[Spatial localization data]
- Opening Delimiter -

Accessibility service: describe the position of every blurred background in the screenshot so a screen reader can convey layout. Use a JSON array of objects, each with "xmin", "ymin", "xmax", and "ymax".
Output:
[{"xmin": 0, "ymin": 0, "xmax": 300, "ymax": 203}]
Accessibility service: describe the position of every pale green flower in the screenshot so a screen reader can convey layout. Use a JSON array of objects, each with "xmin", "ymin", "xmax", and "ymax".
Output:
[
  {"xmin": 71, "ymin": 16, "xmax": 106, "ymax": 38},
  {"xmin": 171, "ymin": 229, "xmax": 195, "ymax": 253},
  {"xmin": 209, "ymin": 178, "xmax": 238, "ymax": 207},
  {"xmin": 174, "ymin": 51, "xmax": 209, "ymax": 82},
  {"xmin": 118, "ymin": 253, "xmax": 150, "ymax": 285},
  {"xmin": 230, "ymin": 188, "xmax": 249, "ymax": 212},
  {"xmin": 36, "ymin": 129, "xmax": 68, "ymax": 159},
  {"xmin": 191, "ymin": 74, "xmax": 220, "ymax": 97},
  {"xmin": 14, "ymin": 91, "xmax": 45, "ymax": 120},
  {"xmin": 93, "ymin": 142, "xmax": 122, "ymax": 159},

- Closing Delimiter -

§ WHAT THE EXERCISE ASKS
Your answer should be every line above that contains the word "each".

§ ANSWER SECTION
Accessibility service: describe the position of every blurred background in the screenshot so a screen reader can convey layout. Use a JSON array of objects, each with "xmin", "ymin", "xmax", and "ymax".
Accessibility service: describe the position of every pale green flower in the screenshot so a screen reader can convey layout. Use a JSON array of objects, each with "xmin", "ymin", "xmax", and "ymax".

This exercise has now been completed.